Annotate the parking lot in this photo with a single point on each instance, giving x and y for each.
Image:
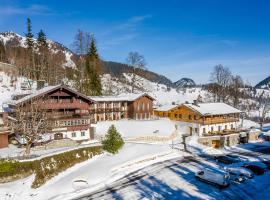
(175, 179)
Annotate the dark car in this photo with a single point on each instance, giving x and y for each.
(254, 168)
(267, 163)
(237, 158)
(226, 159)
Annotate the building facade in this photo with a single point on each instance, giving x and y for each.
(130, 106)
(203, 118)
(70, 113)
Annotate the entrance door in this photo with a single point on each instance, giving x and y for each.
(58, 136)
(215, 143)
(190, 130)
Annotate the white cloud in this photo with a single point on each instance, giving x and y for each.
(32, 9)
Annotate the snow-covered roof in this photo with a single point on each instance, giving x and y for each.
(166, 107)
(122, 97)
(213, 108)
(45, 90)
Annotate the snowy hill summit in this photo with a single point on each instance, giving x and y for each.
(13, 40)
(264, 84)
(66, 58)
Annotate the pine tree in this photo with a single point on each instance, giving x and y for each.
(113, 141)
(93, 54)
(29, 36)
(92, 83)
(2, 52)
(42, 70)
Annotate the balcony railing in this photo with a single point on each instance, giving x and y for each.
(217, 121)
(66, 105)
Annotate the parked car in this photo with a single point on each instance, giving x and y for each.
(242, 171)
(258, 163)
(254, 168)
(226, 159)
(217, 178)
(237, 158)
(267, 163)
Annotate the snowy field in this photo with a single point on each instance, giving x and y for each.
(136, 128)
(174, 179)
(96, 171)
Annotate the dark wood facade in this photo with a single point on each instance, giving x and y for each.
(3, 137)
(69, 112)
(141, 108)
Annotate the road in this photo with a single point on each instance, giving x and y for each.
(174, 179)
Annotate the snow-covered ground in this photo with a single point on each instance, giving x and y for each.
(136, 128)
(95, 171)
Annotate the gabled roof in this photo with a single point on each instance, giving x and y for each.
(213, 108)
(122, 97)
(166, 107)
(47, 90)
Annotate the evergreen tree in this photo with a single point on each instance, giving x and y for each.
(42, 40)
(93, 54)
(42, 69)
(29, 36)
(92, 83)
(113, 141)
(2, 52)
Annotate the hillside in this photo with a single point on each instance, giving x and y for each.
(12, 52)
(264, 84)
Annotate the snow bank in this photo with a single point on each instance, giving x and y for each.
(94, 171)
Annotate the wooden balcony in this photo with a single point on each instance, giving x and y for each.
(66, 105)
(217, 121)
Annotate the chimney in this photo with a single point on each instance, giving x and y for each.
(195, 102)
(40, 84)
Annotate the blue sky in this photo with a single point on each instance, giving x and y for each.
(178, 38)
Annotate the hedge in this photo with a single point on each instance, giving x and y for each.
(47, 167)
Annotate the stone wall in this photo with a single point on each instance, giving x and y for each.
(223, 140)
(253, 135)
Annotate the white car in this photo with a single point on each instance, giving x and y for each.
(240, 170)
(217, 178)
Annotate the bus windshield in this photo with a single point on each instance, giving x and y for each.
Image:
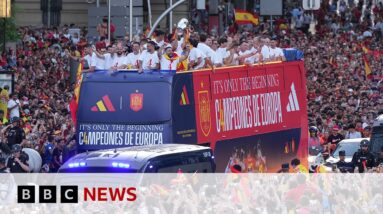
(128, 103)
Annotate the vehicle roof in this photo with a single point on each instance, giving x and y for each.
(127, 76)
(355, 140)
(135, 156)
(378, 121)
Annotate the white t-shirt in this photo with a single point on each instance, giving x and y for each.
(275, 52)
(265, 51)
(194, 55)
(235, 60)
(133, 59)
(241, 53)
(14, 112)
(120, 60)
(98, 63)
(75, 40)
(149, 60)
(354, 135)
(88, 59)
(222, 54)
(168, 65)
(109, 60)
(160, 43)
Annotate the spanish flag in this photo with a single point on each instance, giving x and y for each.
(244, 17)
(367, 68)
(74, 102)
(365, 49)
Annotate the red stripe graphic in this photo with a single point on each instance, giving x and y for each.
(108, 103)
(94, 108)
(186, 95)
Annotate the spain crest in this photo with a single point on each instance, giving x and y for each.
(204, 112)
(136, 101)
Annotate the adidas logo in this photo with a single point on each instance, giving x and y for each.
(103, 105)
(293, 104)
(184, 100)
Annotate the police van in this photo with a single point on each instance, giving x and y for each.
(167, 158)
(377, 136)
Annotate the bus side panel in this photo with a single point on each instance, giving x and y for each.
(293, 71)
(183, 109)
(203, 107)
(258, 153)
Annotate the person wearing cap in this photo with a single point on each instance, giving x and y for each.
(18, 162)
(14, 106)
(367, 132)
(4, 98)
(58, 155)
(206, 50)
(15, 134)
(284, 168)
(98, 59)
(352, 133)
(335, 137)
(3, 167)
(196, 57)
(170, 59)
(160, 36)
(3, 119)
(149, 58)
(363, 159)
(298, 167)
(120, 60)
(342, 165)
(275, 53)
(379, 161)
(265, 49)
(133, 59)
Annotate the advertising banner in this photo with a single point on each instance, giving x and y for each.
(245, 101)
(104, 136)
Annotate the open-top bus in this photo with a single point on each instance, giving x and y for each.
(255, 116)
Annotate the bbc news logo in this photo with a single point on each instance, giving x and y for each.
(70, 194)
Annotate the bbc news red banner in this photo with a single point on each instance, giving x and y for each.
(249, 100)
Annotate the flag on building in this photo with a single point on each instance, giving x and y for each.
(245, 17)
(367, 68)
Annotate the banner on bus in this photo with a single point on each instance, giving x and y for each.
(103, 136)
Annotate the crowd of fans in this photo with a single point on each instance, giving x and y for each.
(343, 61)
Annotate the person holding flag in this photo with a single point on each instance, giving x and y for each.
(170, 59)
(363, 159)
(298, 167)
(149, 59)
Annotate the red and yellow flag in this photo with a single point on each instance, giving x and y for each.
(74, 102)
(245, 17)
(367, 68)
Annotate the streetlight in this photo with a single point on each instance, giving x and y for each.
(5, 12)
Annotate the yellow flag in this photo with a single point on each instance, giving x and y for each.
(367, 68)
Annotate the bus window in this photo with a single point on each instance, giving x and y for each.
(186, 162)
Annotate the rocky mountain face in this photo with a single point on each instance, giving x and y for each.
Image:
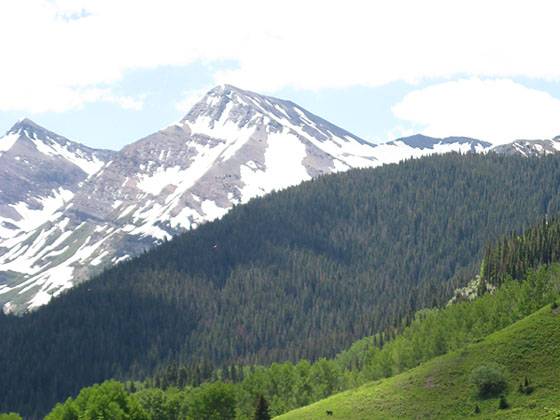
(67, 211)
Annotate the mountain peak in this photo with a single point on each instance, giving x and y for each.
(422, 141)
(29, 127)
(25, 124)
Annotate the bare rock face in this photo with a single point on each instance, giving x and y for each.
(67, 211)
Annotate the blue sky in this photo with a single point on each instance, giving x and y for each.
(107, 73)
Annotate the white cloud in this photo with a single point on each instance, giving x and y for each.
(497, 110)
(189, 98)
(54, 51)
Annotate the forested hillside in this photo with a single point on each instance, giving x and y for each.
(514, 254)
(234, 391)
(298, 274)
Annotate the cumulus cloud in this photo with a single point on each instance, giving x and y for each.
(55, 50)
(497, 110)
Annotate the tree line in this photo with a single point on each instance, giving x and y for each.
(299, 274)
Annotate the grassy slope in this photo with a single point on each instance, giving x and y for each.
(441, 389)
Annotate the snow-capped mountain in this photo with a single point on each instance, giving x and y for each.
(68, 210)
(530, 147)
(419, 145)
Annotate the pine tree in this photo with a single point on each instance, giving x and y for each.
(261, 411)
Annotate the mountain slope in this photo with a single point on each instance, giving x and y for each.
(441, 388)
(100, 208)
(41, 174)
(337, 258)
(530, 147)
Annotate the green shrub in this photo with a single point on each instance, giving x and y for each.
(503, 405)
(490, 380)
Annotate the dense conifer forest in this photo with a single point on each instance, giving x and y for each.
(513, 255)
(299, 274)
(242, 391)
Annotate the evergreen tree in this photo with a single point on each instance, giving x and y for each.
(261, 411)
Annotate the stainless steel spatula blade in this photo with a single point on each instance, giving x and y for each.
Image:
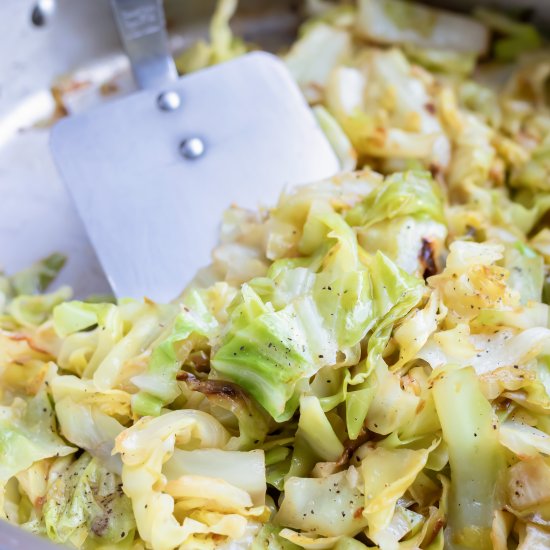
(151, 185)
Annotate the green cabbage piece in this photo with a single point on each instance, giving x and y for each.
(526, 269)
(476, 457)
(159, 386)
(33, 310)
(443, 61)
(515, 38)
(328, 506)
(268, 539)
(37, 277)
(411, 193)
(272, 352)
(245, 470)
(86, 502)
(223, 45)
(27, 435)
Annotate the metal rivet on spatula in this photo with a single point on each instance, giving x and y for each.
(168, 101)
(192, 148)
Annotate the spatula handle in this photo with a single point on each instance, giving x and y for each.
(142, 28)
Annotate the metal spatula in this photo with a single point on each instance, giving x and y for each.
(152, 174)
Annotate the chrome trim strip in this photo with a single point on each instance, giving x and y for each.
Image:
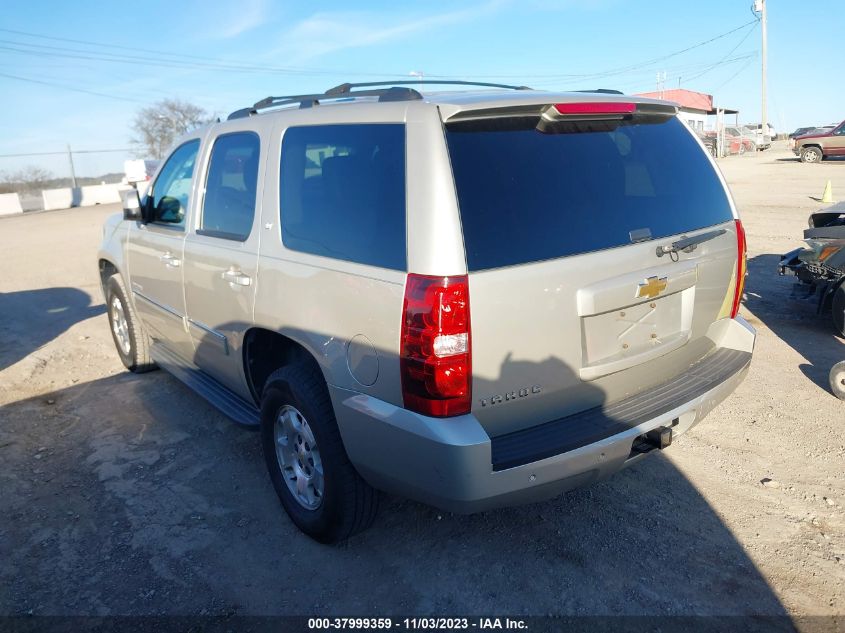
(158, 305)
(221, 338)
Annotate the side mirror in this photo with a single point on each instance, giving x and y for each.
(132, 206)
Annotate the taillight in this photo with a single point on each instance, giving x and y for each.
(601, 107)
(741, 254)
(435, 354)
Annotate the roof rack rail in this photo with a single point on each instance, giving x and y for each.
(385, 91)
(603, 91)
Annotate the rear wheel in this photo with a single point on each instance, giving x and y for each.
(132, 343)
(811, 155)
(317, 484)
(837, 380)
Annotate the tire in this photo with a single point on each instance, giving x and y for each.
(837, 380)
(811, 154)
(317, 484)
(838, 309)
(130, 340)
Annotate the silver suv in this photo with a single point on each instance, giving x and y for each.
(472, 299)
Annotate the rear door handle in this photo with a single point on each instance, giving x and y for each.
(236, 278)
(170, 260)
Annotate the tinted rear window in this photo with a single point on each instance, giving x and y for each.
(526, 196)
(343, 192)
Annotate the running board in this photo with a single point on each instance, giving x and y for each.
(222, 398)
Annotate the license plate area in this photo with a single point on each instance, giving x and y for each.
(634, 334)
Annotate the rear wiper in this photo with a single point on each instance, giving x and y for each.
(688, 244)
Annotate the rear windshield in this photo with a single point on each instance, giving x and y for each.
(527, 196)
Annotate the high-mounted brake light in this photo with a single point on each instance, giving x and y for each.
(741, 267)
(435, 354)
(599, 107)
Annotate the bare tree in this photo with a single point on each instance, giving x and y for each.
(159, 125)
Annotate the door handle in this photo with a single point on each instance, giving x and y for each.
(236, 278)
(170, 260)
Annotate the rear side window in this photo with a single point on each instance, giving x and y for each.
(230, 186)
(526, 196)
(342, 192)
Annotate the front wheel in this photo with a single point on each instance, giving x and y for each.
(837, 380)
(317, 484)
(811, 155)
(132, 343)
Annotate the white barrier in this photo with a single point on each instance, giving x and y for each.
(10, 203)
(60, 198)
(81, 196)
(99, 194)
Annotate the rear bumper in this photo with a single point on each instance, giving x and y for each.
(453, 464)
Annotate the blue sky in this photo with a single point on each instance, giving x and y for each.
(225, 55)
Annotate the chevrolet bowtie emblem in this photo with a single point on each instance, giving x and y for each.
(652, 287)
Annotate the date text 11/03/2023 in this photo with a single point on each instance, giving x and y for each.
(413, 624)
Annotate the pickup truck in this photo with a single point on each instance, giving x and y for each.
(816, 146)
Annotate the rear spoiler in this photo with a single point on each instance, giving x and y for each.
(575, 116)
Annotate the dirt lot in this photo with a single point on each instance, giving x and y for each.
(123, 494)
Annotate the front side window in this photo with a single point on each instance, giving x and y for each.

*INSTRUCTIONS FOR THE TASK*:
Exactly as they appear above, write out the line containing "Annotate the pickup" and each line that comes after it in the records.

*TASK RESPONSE*:
Annotate the pickup truck in this photo with a single point on each instance, giving x and y for each.
(816, 146)
Annotate the rear spoiler in this photo with a single point on each instance, giving x and y for each.
(575, 116)
Annotate the dirt lot in this photo with a single point on each instance, giving x and y for each.
(123, 494)
Annotate the front side window in this photo with a single point on each instance, giving x and y for each.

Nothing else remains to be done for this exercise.